> **Ausgewählter Textauszug**
Die Fahrt zur Buchmesse nach Leipzig konnten sich die Schwetzinger Literaturfreunde sparen, sie bekamen in der Stadtbibliothek fachkundig Tipps zu den Neuerscheinungen dieses Frühlings. Literarisch informiert und unterhaltsam erzählten Barbara Hennl-Goll, Inhaberin der Bücher-Insel, Bibliotheksleiterin Katja Breitenbücher, Literaturexpertin Dagmar Krebaum und der Gast aus Köln, Buchhändler Jürgen Haber, einiges über die Inhalte der Bücher und gaben Bewertungen ab.

Einträge eines Datensatzes:
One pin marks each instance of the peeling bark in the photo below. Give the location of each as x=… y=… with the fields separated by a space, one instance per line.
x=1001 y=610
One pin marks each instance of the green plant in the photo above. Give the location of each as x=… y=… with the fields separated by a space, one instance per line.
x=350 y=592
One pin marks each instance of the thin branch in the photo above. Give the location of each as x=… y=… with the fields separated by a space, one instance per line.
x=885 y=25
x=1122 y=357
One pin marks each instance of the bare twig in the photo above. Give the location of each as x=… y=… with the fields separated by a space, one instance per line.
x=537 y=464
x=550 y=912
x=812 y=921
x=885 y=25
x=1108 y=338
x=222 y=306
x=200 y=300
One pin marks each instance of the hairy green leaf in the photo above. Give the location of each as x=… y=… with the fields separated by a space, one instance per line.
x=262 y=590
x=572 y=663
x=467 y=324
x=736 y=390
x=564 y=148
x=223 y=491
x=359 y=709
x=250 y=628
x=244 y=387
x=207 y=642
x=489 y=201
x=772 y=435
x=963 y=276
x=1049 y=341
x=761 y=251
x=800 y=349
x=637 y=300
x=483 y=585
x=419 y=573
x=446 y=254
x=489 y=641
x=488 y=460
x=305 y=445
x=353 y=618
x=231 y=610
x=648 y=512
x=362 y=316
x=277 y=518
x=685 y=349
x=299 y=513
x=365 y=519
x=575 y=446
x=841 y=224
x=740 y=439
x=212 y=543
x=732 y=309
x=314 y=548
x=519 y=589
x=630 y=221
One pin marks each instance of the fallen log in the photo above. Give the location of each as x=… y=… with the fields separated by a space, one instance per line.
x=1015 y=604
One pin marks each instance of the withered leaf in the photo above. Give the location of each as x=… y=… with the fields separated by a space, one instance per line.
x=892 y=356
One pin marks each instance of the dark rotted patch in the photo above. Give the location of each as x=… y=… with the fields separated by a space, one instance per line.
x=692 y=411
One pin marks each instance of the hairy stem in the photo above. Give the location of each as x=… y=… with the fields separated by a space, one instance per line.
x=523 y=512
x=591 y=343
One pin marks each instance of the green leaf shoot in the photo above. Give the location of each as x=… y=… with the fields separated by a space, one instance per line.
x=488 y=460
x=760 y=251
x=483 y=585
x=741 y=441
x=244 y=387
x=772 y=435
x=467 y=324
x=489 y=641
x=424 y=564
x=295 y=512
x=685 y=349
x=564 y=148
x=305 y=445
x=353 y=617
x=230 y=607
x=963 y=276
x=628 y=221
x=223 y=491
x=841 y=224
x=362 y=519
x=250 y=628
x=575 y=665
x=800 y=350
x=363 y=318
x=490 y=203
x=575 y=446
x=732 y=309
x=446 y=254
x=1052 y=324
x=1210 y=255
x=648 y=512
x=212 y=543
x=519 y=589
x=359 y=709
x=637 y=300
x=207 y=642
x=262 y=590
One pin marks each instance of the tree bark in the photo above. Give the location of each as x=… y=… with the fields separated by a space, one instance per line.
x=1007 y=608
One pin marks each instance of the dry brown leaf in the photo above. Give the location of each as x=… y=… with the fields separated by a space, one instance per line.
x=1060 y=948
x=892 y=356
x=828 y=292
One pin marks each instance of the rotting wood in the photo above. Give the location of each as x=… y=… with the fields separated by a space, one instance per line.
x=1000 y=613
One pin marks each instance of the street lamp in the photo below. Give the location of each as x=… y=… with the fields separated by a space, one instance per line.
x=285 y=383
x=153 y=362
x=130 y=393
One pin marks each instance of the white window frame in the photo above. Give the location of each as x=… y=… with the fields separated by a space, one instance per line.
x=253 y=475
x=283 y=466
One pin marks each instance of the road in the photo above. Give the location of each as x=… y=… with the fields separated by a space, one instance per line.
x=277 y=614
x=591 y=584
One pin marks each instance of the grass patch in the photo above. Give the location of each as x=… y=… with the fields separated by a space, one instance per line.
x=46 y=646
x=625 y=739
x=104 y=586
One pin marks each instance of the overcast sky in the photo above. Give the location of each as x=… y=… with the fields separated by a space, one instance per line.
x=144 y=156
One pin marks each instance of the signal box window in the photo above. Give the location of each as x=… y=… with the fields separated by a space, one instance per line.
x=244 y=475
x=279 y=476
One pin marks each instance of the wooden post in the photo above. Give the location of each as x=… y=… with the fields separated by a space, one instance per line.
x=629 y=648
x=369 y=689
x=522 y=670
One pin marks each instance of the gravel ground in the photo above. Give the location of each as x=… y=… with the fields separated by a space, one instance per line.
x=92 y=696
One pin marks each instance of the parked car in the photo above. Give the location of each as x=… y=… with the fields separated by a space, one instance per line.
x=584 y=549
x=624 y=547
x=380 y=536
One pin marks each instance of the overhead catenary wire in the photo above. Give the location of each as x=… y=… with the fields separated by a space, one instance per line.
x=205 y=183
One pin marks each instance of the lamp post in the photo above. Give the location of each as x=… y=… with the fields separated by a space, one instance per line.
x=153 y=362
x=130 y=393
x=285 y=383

> **Arbeitsauftrag**
Nenne alle Personen, die laut dem Textauszug über die Inhalte der Bücher erzählten, jeweils mit der Angabe, die der Text zu ihnen macht.

> **Ergebnis**
- Barbara Hennl-Goll, Inhaberin der Bücher-Insel
- Katja Breitenbücher, Bibliotheksleiterin
- Dagmar Krebaum, Literaturexpertin
- Jürgen Haber, Buchhändler und Gast aus Köln